— start Record excerpts —

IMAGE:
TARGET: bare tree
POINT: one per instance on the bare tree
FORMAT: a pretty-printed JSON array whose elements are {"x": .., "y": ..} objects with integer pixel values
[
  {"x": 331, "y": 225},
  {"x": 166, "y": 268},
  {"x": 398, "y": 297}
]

— end Record excerpts —

# Problem statement
Change every "bare tree" in the records to "leafless tree", keeping everything else the same.

# Response to this exercise
IMAGE:
TARGET: leafless tree
POINT: one per instance on the leafless tree
FORMAT: a pretty-printed JSON array whose elements are {"x": .., "y": ..} objects with integer pixel values
[
  {"x": 331, "y": 225},
  {"x": 166, "y": 268},
  {"x": 398, "y": 297}
]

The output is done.